_Action item_. I'd like every line in the following listing that holds "glare" copied.

Top of Data to process

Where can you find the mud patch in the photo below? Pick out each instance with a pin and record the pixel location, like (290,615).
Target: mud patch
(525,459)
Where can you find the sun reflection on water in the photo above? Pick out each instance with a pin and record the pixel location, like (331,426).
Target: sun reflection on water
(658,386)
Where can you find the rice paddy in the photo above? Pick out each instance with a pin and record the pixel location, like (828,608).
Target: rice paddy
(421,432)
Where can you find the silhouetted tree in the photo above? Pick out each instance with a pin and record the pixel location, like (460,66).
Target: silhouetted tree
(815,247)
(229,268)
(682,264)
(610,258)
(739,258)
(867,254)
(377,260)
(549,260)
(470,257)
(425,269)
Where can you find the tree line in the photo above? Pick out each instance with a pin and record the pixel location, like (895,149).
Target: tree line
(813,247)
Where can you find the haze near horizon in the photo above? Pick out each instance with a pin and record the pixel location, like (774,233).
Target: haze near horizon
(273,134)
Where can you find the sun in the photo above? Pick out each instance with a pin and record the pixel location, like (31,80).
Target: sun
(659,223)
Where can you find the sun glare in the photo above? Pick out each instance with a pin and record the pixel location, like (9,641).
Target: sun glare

Bottom of Data to process

_Your response_.
Where can you find the sun glare in the photo above? Pick out each instance with a pin and record the pixel location, like (9,641).
Target: sun glare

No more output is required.